══ SOURCE ══

We Have to Do WHAT? How Maritz Transformed IT Services to Become a Trusted Business Partner

We Have to Do WHAT? How Maritz Transformed IT Services to Become a Trusted Business Partner

By: Gerry Imhoff

Gerry Imhoff, CIO and Senior VP of IT Services at Maritz shares his team’s transformation from an internally-focused, captive IT shared service to a trusted business partner. This fun and informative piece highlights both missteps and successes along the way and illustrates the focus on culture, approach and people, NOT technology, that enabled Maritz’ IT Services department to become an organization truly valued by its customers.

We have to do WHAT?

Hindsight, as they say, is 20/20.  Four years ago, I can now say we were blind as a bat.  How the heck were we going to transform a stagnant IT organization that was under fire from our customers, stifled by rigid processes, and facing a 40% ($18 million) cost reduction mandate, into a viable and valued service organization?  

If someone would have told me the answer had very little to do with technology, I’d have looked at them like they had two heads. If they’d said the journey would result in 90 fewer people on the team (a reduction of more than 35%), and 50% of our future staff would have less than 3 years’ tenure at the company, I’d have told them it was WAY more likely that the Cubs would win the World Series. 

As a lifelong diehard St. Louis Cardinals fan, it’s difficult for me to acknowledge the Cubs worked their magic, but they did. And so did we. Given I witnessed the successful transformation of our IT organization, I’m thrilled to share that story with you.

═══
══ RECORDS PROVIDED ══

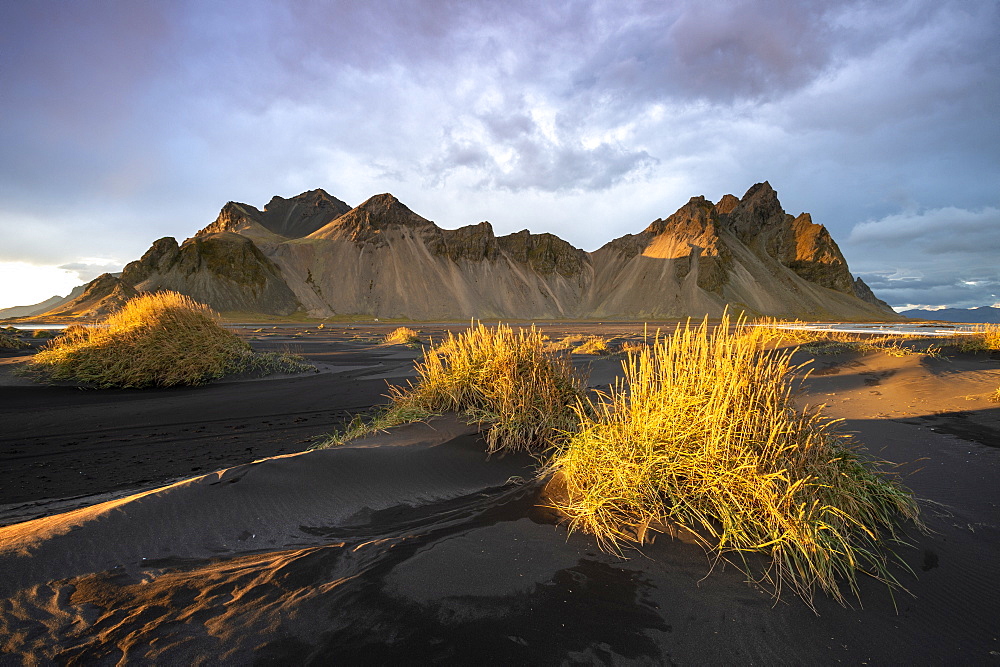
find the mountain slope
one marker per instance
(310, 253)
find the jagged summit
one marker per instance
(292, 218)
(312, 253)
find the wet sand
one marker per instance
(414, 547)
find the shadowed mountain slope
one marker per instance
(311, 253)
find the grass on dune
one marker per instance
(509, 381)
(155, 340)
(703, 433)
(597, 345)
(985, 338)
(774, 331)
(11, 342)
(402, 336)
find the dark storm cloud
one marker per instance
(127, 121)
(716, 51)
(941, 256)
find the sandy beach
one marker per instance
(188, 526)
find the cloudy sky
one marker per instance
(124, 121)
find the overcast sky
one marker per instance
(123, 122)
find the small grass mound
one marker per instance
(704, 434)
(507, 380)
(986, 338)
(154, 340)
(11, 342)
(593, 345)
(402, 336)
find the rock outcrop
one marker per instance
(312, 253)
(283, 218)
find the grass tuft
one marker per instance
(985, 339)
(154, 340)
(509, 381)
(593, 345)
(403, 336)
(704, 434)
(11, 342)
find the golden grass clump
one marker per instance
(773, 331)
(704, 434)
(505, 379)
(593, 345)
(632, 347)
(985, 338)
(500, 377)
(403, 336)
(11, 342)
(154, 340)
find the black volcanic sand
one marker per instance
(413, 547)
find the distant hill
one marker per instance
(316, 255)
(981, 315)
(42, 306)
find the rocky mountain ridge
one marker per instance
(314, 254)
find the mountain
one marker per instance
(314, 254)
(981, 315)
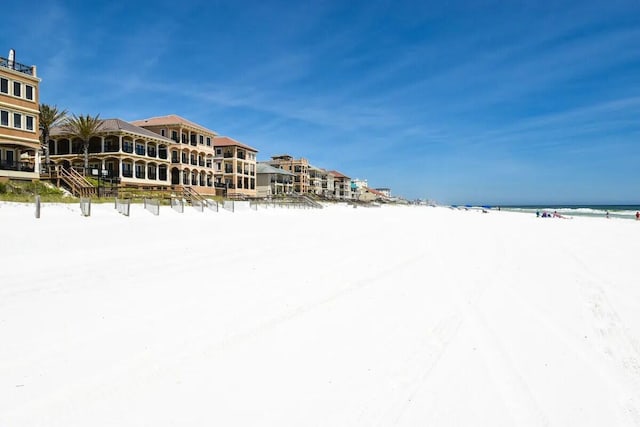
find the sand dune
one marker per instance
(336, 317)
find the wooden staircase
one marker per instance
(76, 182)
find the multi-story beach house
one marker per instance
(300, 167)
(385, 191)
(192, 153)
(129, 154)
(358, 187)
(235, 167)
(321, 182)
(328, 184)
(315, 180)
(272, 181)
(19, 120)
(342, 186)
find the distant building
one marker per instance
(235, 166)
(385, 191)
(342, 186)
(273, 181)
(300, 167)
(19, 120)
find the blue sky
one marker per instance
(500, 102)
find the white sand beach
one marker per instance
(392, 316)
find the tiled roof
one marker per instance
(171, 119)
(225, 141)
(338, 174)
(266, 168)
(375, 192)
(115, 125)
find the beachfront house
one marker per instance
(300, 168)
(342, 186)
(358, 188)
(235, 167)
(367, 194)
(385, 191)
(19, 120)
(121, 152)
(273, 181)
(191, 154)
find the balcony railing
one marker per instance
(16, 166)
(4, 62)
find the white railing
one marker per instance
(177, 205)
(85, 206)
(152, 205)
(197, 205)
(123, 206)
(212, 204)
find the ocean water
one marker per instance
(615, 211)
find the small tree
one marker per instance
(83, 127)
(50, 116)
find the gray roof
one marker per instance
(266, 168)
(115, 125)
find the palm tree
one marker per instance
(50, 116)
(83, 127)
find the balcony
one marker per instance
(16, 166)
(21, 68)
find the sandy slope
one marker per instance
(339, 317)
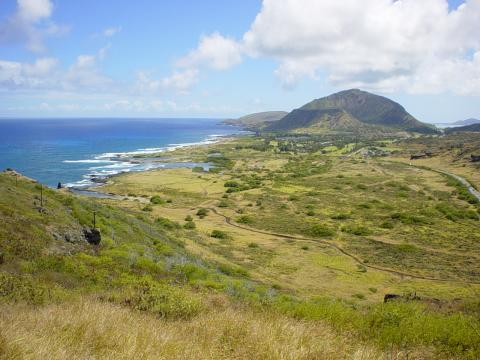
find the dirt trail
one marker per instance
(402, 274)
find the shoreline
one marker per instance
(94, 189)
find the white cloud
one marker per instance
(15, 75)
(388, 45)
(178, 81)
(111, 31)
(30, 24)
(34, 10)
(46, 74)
(214, 51)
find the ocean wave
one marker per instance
(115, 162)
(88, 161)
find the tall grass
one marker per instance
(90, 329)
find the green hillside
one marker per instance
(365, 111)
(257, 120)
(174, 280)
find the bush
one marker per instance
(166, 301)
(147, 208)
(245, 219)
(167, 224)
(231, 184)
(409, 219)
(156, 200)
(340, 216)
(22, 288)
(189, 225)
(357, 230)
(320, 230)
(223, 204)
(219, 234)
(202, 212)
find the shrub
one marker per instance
(147, 208)
(340, 216)
(387, 225)
(245, 219)
(223, 204)
(156, 200)
(359, 296)
(357, 230)
(320, 230)
(167, 224)
(409, 219)
(202, 212)
(219, 234)
(189, 225)
(231, 184)
(167, 301)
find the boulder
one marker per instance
(389, 297)
(92, 236)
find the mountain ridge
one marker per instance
(371, 111)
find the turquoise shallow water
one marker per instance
(72, 151)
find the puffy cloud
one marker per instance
(111, 31)
(45, 74)
(34, 10)
(387, 45)
(30, 24)
(383, 44)
(37, 75)
(214, 51)
(179, 81)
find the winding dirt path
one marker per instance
(402, 274)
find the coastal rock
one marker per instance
(71, 235)
(92, 236)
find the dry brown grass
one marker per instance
(90, 329)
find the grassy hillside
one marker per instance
(466, 128)
(257, 121)
(206, 265)
(365, 111)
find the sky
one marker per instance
(227, 58)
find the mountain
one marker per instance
(351, 111)
(257, 120)
(468, 128)
(466, 122)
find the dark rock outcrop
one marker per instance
(92, 236)
(475, 158)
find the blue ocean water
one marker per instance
(72, 151)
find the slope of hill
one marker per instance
(467, 128)
(257, 120)
(365, 111)
(466, 122)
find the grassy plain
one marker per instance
(284, 250)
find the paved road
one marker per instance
(469, 186)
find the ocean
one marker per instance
(75, 151)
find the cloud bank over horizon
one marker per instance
(420, 48)
(384, 45)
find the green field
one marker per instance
(296, 241)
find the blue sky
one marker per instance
(210, 58)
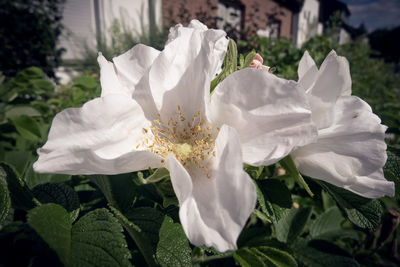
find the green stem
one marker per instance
(211, 258)
(288, 164)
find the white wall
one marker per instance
(132, 14)
(307, 22)
(78, 19)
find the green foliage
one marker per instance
(21, 196)
(95, 240)
(5, 201)
(289, 227)
(363, 212)
(53, 224)
(173, 248)
(57, 193)
(61, 219)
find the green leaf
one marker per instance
(231, 56)
(166, 191)
(22, 110)
(276, 192)
(85, 82)
(393, 164)
(230, 65)
(312, 257)
(27, 127)
(273, 211)
(248, 258)
(363, 212)
(5, 201)
(21, 196)
(328, 221)
(288, 164)
(60, 194)
(249, 58)
(97, 240)
(391, 177)
(103, 182)
(141, 240)
(392, 171)
(291, 226)
(173, 248)
(52, 223)
(149, 220)
(276, 257)
(122, 190)
(19, 160)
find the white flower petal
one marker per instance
(270, 114)
(110, 83)
(133, 64)
(307, 71)
(333, 80)
(99, 138)
(182, 73)
(214, 210)
(351, 152)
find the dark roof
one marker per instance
(293, 5)
(328, 7)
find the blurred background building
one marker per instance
(299, 20)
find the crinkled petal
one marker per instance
(333, 80)
(270, 114)
(99, 138)
(214, 210)
(133, 64)
(350, 153)
(307, 72)
(182, 73)
(110, 84)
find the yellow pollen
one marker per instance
(183, 150)
(190, 141)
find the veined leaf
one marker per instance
(328, 221)
(363, 212)
(276, 257)
(27, 127)
(53, 224)
(173, 248)
(5, 202)
(247, 258)
(276, 192)
(312, 257)
(60, 194)
(21, 196)
(95, 240)
(141, 240)
(289, 227)
(149, 220)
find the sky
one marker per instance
(374, 13)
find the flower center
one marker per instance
(189, 140)
(183, 150)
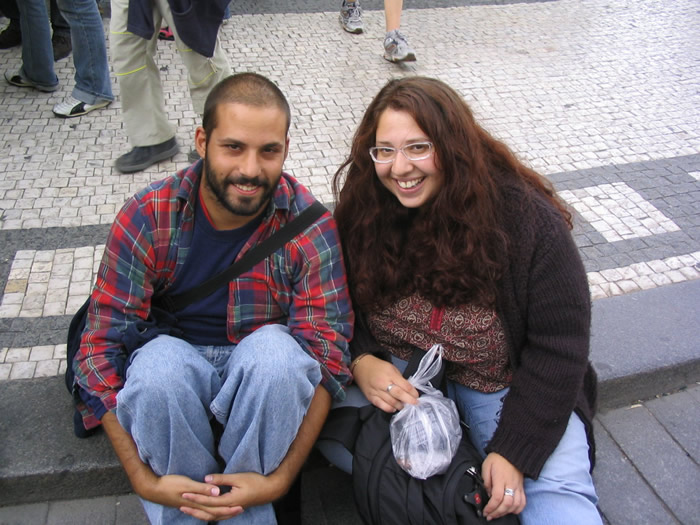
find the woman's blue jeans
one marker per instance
(564, 491)
(259, 390)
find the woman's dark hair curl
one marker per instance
(452, 250)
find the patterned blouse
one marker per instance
(472, 337)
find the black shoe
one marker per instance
(193, 155)
(61, 46)
(11, 36)
(142, 157)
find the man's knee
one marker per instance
(273, 353)
(168, 364)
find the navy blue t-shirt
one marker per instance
(211, 252)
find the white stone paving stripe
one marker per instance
(618, 212)
(44, 283)
(50, 360)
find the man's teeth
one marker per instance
(406, 184)
(246, 187)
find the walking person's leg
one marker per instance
(37, 56)
(143, 108)
(93, 87)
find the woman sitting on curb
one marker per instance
(449, 239)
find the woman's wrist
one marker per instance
(354, 362)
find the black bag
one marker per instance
(386, 495)
(161, 319)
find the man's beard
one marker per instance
(243, 206)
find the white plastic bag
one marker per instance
(425, 437)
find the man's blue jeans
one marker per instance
(37, 53)
(92, 83)
(259, 390)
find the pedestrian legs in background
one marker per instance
(143, 110)
(60, 40)
(396, 48)
(37, 55)
(12, 35)
(93, 88)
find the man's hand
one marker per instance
(499, 474)
(248, 489)
(167, 490)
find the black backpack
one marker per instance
(387, 495)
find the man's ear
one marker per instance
(200, 141)
(286, 147)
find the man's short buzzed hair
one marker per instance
(243, 88)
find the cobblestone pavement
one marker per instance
(601, 96)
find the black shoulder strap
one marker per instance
(306, 218)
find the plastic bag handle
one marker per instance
(429, 367)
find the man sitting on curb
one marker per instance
(217, 420)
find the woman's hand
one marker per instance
(383, 385)
(500, 475)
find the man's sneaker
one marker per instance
(141, 157)
(11, 35)
(18, 80)
(351, 17)
(61, 46)
(72, 107)
(396, 49)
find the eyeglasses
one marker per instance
(415, 151)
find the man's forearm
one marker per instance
(300, 448)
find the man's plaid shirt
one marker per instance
(302, 285)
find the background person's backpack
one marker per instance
(385, 494)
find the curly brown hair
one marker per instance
(453, 249)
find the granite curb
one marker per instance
(42, 460)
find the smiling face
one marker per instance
(243, 158)
(413, 182)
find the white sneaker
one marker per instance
(396, 48)
(72, 107)
(351, 17)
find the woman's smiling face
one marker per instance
(413, 182)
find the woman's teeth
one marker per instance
(408, 184)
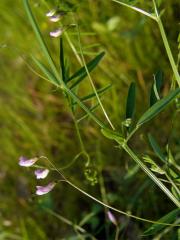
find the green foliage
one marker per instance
(35, 119)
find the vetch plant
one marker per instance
(69, 84)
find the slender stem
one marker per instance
(64, 179)
(72, 95)
(166, 45)
(90, 79)
(115, 209)
(151, 175)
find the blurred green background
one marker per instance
(35, 120)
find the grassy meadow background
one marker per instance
(35, 120)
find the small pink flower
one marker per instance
(41, 190)
(51, 13)
(56, 33)
(24, 162)
(41, 173)
(111, 218)
(55, 18)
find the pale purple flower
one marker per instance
(24, 162)
(111, 218)
(55, 18)
(58, 32)
(51, 13)
(41, 173)
(41, 190)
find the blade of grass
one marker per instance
(82, 73)
(158, 107)
(166, 44)
(136, 9)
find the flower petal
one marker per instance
(55, 18)
(111, 218)
(58, 32)
(41, 190)
(41, 173)
(51, 13)
(24, 162)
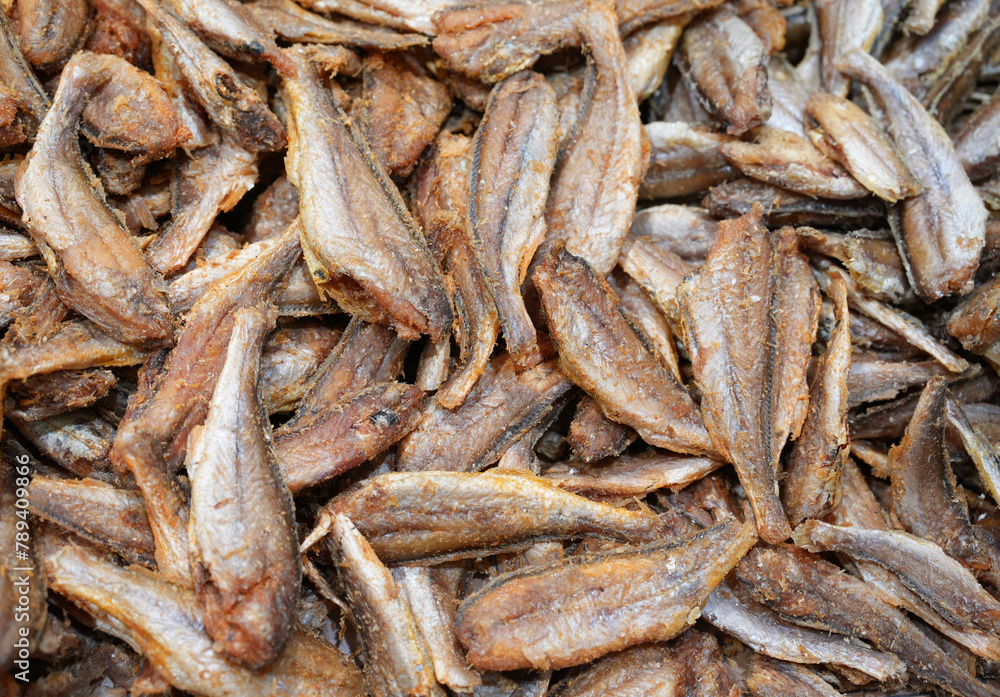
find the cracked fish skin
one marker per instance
(586, 321)
(943, 229)
(513, 157)
(163, 622)
(397, 660)
(815, 593)
(227, 100)
(560, 614)
(812, 482)
(923, 496)
(592, 212)
(922, 566)
(113, 518)
(850, 136)
(731, 79)
(244, 551)
(356, 231)
(98, 269)
(753, 284)
(442, 205)
(424, 517)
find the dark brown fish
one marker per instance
(97, 511)
(630, 475)
(502, 406)
(378, 263)
(294, 23)
(97, 267)
(593, 436)
(684, 159)
(790, 161)
(163, 621)
(513, 157)
(592, 210)
(213, 180)
(691, 665)
(941, 231)
(441, 203)
(244, 552)
(397, 660)
(436, 516)
(593, 335)
(923, 494)
(922, 566)
(725, 61)
(570, 612)
(342, 436)
(810, 591)
(770, 678)
(229, 102)
(400, 110)
(732, 610)
(759, 285)
(812, 482)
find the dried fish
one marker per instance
(397, 660)
(594, 604)
(244, 556)
(941, 230)
(98, 269)
(812, 482)
(376, 259)
(726, 62)
(592, 333)
(752, 285)
(436, 516)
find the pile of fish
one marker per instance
(554, 347)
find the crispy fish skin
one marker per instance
(732, 610)
(296, 24)
(228, 101)
(433, 602)
(442, 205)
(566, 613)
(789, 160)
(425, 516)
(922, 566)
(400, 111)
(923, 495)
(98, 269)
(850, 136)
(397, 659)
(494, 42)
(513, 157)
(213, 180)
(585, 319)
(164, 622)
(95, 510)
(756, 285)
(347, 434)
(815, 593)
(812, 482)
(943, 229)
(502, 406)
(592, 211)
(770, 678)
(244, 551)
(175, 391)
(684, 159)
(724, 60)
(355, 226)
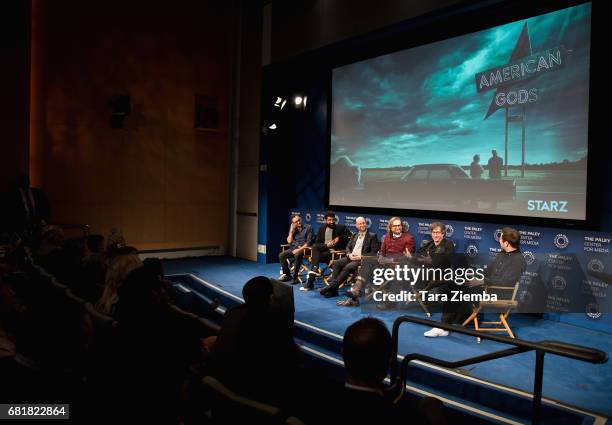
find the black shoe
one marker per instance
(351, 294)
(308, 286)
(348, 302)
(331, 292)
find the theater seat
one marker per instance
(505, 303)
(228, 407)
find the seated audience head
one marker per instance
(52, 236)
(155, 265)
(116, 274)
(396, 226)
(115, 240)
(510, 239)
(438, 231)
(258, 293)
(366, 350)
(296, 219)
(330, 218)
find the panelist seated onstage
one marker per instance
(398, 244)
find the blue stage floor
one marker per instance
(575, 383)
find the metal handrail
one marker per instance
(576, 352)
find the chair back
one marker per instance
(506, 296)
(230, 408)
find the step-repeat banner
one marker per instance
(568, 271)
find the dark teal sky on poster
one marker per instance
(421, 106)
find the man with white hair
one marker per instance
(361, 244)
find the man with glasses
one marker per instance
(300, 236)
(361, 244)
(397, 247)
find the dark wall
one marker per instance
(14, 86)
(159, 179)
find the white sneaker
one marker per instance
(435, 332)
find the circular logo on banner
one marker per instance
(559, 283)
(595, 265)
(593, 311)
(561, 241)
(526, 297)
(529, 257)
(471, 251)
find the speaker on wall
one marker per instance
(206, 113)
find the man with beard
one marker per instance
(330, 236)
(361, 244)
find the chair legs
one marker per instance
(503, 320)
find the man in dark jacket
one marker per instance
(361, 244)
(330, 236)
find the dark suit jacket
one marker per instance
(370, 246)
(340, 230)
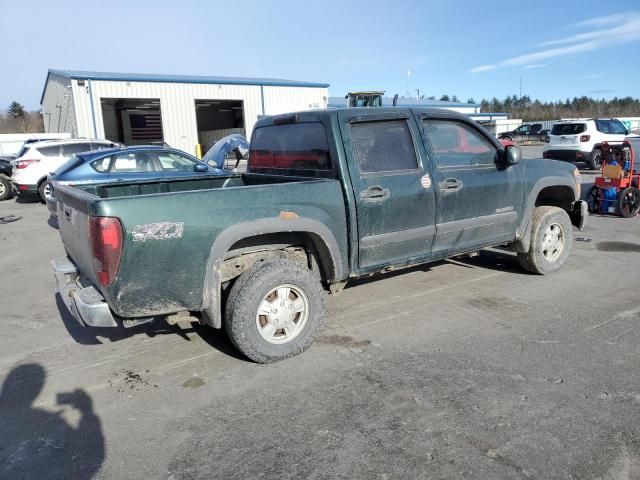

═══

- [THINGS TO DO]:
1 - Rewrite the paragraph of the Maritz IT article that begins "If someone would have told me" as a short bulleted list, keeping its main facts.
2 - Answer these questions from the Maritz IT article:
(a) What positions does Gerry Imhoff hold at Maritz?
(b) How large was the cost reduction mandate the IT organization faced four years earlier?
(c) Which baseball team is the author a lifelong fan of?
3 - Carry the Maritz IT article forward from its final sentence.

- [EXERCISE ANSWERS]:
1 -
- The author would once have found it absurd that the answer had very little to do with technology.
- The journey left the team with 90 fewer people, a reduction of more than 35%.
- Half of the future staff would have less than 3 years' tenure at the company.
- The author would have judged a Cubs World Series win far more likely than these outcomes.

2 -
(a) CIO and Senior VP of IT Services.
(b) 40%, or $18 million.
(c) The St. Louis Cardinals.

3 -
The bad, the bad, and the ugly 

Four years ago, my division (Corporate IT) was not held in the highest regard by our customers, the Maritz business units. Most of the managers and staff in my organization considered the “customer” to be the technology we supported (servers, PC’s, apps), not the human beings using that technology.  And I’d be telling a half-truth if I didn’t include myself in that description.  

We weren’t rude, but it’s fair to say our unspoken vibe read something like this:

  • We’re the experts (you have no idea how hard our job is)
  • We set the standards (everyone knows giving you options makes things expensive to support)
  • We set the dates (sorry if we miss a few, but we’re your only option)
  • We’ll try to do a reasonable job taking your needs into account (using assumptions rather than materially involving you in the decision process)
  • Sure, we tested it (but expect some hiccups during implementation because we don’t understand your business)

We sincerely believed we were fiscally responsible, and we were, given our mindset at the time.  From a high around $60 million in the early 2000’s, we had reduced our IT budget by at least $1 million a year for 10 years running—with the exception of the year we had to invest in an IP telephony system because we could no longer get vacuum tubes on eBay for our 20+ year old PBX. (Thanks for letting me dust off that joke, I haven’t been able to use it for several years!) 

At the time, my division charged out (allocated) about 50% of our expenses to our business units, mostly related to hosting and other technologies that could be included as Cost of Goods Sold in our heavily-IT-based products. The remaining expenses (end user, networking, PMO, back office apps) were held at corporate.  Our Chairman correctly determined that in order to understand the true profitability of our individual business units, we needed to charge out 100% of the IT service cost, not just 50%.  So overnight, Corporate IT’s bill to the business units doubled. I could write 1,000 words about the dynamic that created, but suffice it to say Corporate IT’s popularity didn’t exactly skyrocket. 

Several months later, when cries of “Corporate IT is way too expensive” reached a crescendo, executive consultants were brought in to review our “IT expense as a percent of revenue” against competitive standards.  I’m sure most of you have relished similar external assessments. Their conclusion?  Corporate IT’s services were $18 million too expensive (against a then-base of $50 million).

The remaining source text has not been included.